What is required:
Pick out each line in the material below that contains the string "this" and copy it out. Case counts.
[START OF The records]
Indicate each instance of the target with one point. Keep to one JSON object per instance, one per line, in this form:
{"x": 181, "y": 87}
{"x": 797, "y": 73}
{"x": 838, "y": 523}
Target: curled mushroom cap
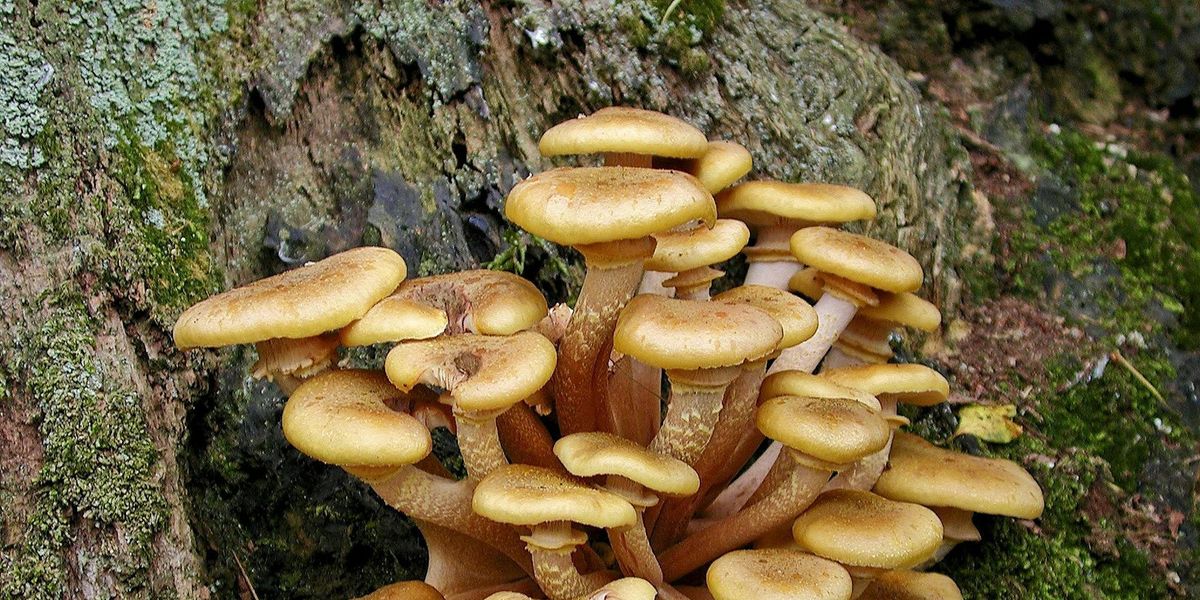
{"x": 681, "y": 334}
{"x": 909, "y": 384}
{"x": 303, "y": 303}
{"x": 342, "y": 418}
{"x": 528, "y": 496}
{"x": 863, "y": 529}
{"x": 857, "y": 258}
{"x": 911, "y": 586}
{"x": 484, "y": 372}
{"x": 769, "y": 203}
{"x": 599, "y": 204}
{"x": 591, "y": 454}
{"x": 833, "y": 431}
{"x": 923, "y": 473}
{"x": 624, "y": 130}
{"x": 777, "y": 574}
[END OF The records]
Solution below:
Indicate each instance of the target with one point. Keep to one JSON object per instance, one per line, in this form:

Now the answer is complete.